Your assignment:
Each record must appear in your answer exactly as it does below.

-------- Raw data

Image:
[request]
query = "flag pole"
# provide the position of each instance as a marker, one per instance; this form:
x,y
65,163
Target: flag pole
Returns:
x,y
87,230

----------------

Response area:
Image:
[request]
query = "flag pole"
# provide the position of each instance as a marker, one per instance; this form:
x,y
65,163
Target: flag pole
Returns:
x,y
87,230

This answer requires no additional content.